___ Provided data
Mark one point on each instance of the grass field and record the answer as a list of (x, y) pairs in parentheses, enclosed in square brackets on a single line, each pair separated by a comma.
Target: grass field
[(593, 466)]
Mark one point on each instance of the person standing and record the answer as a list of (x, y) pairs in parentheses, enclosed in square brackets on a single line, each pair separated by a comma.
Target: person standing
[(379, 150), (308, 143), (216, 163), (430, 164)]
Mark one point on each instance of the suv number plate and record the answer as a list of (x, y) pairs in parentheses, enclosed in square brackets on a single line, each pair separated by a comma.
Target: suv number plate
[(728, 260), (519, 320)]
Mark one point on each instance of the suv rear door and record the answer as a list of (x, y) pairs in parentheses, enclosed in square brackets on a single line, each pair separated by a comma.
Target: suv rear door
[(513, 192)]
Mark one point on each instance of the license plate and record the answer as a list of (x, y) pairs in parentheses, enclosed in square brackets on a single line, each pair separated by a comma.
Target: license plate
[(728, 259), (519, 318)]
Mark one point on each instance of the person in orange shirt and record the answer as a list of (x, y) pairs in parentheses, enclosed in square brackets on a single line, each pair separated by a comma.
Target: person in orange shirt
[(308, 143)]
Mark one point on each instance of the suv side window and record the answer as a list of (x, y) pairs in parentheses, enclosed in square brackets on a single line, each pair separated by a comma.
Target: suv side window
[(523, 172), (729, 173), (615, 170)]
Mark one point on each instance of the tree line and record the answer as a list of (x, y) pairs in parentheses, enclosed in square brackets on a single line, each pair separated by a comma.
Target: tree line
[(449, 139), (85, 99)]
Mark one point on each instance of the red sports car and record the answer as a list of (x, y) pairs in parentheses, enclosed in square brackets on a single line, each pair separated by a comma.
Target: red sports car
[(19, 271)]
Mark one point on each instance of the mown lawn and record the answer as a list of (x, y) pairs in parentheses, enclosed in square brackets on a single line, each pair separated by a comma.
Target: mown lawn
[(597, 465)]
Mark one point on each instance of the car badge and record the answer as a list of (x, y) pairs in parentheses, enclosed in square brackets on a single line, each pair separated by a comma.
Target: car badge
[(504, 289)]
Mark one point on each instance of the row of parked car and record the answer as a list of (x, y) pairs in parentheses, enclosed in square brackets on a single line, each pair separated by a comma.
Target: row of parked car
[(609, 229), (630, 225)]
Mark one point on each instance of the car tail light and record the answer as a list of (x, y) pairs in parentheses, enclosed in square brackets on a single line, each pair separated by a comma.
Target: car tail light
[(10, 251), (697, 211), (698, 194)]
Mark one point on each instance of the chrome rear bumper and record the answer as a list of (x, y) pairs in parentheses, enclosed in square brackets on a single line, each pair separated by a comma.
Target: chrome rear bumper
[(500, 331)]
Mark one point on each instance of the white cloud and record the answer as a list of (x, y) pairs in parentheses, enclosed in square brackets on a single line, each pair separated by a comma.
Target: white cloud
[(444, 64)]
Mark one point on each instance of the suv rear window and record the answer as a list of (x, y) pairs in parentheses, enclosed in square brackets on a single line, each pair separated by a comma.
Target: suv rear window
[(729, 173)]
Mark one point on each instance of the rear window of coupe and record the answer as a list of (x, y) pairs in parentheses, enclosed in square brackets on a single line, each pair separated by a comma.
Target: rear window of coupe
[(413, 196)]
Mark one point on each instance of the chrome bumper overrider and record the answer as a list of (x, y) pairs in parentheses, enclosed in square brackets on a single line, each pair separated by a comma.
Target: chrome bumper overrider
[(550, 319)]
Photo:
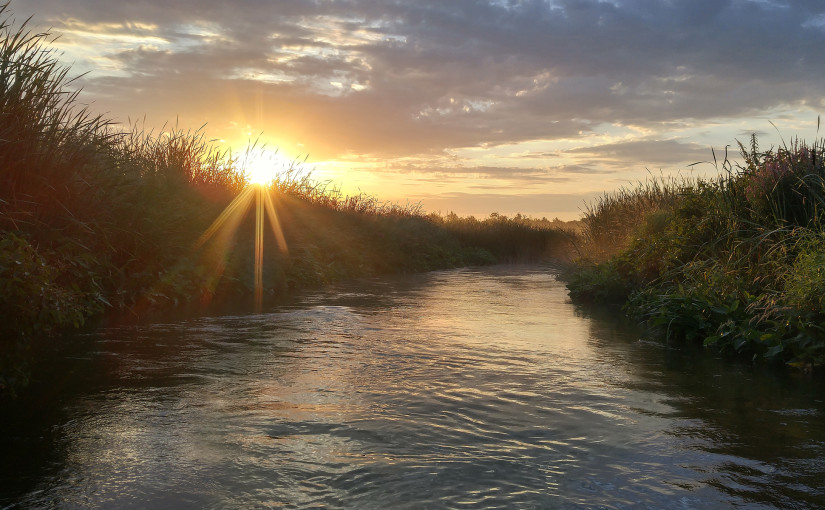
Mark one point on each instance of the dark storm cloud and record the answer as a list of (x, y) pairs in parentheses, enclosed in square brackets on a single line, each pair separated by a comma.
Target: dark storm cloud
[(419, 77)]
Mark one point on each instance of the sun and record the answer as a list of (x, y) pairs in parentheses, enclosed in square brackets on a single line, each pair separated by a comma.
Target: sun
[(262, 166)]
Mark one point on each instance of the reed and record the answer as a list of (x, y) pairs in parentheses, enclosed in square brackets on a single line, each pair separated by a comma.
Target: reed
[(732, 262)]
______
■ **Brief**
Reproduce everything from the line that contains "Mark one point on each instance of the chrome rear" down to the line that contains "[(729, 173)]", both of those lines included, without changing a character.

■ **Task response**
Mark one point on each instance of the chrome rear bumper and record the answer as a list of (x, y) pairs in parentheses, enclosed in square brackets on a single line, each pair separated by a comma.
Target: chrome rear bumper
[(500, 331)]
Mark one point on each instance of the white cloud and record the answer as a list of (x, y) pairs in parentheses, enclosed in square brackets on a single line, each pair separated by a comma.
Target: white cloud
[(444, 64)]
Mark one point on each instance of the suv rear window and record the answer as a list of (x, y) pairs in parentheses, enclosed in square brackets on a single line, each pair separated by a comma.
Target: suv rear window
[(729, 173)]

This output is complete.